→ **WHAT YOU HAVE TO DO**: Please lay out the listing below as a JSON list of strings, one string per line with blank lines left out, covering only the lines from its start through the line containing "x=354, y=501", both ends included.

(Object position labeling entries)
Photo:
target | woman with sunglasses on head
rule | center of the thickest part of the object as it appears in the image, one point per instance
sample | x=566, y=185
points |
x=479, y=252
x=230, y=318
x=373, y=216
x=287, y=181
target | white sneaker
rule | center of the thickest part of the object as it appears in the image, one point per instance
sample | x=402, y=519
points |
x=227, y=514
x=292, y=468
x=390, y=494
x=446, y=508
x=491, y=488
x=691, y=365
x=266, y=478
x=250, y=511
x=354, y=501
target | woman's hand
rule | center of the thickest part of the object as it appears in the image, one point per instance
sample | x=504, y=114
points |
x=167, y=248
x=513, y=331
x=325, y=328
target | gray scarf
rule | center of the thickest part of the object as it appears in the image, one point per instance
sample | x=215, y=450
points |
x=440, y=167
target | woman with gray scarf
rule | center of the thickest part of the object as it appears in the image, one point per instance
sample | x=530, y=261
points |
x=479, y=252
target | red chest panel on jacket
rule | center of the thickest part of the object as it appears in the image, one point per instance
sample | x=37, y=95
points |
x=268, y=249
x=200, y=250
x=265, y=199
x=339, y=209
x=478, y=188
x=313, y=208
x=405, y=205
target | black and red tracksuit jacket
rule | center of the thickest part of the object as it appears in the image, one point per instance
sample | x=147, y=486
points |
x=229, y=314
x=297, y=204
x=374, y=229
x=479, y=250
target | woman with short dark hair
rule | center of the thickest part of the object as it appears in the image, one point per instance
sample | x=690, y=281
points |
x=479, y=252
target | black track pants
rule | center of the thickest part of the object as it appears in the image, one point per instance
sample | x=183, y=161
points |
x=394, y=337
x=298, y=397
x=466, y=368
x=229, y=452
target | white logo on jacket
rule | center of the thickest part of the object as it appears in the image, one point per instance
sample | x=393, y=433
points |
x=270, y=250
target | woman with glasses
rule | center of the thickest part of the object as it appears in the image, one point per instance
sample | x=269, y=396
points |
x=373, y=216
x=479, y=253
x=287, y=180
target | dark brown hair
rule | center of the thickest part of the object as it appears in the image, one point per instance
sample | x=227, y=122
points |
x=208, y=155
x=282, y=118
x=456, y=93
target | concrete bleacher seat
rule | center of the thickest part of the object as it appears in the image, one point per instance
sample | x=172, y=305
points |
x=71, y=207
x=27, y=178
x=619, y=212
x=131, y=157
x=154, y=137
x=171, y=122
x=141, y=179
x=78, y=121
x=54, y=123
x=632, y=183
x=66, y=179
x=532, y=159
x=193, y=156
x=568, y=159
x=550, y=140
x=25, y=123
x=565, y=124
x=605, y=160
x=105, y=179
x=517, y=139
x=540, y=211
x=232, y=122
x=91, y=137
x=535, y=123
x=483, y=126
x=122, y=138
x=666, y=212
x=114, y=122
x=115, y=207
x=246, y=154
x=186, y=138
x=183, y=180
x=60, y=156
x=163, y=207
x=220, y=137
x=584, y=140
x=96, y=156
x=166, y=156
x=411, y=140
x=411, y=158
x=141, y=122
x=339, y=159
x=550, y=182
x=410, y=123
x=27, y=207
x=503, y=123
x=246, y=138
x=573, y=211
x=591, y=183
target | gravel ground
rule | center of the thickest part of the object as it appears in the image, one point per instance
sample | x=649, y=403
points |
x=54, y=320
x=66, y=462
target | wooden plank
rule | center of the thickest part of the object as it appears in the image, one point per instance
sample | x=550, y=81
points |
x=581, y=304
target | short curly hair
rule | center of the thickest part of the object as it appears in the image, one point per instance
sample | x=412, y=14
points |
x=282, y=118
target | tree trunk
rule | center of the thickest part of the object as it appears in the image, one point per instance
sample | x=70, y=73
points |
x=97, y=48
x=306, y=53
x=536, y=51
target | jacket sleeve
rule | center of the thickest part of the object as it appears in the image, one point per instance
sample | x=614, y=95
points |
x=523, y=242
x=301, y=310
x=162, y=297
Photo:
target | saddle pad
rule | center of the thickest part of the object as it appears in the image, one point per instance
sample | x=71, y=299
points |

→ **RESULT OF THE EXERCISE**:
[
  "Photo:",
  "target | woman with sunglasses on head",
  "rule | center of the thickest part of the object as it appears in the image, one point per instance",
  "sample | x=566, y=185",
  "points |",
  "x=479, y=252",
  "x=230, y=318",
  "x=373, y=216",
  "x=287, y=181",
  "target | white sneaker",
  "rule | center of the thickest part of the object as it appears in the image, one point per instance",
  "sample | x=402, y=519",
  "points |",
  "x=227, y=514",
  "x=292, y=468",
  "x=390, y=494",
  "x=446, y=508",
  "x=491, y=488",
  "x=691, y=365",
  "x=266, y=478",
  "x=250, y=511",
  "x=354, y=501"
]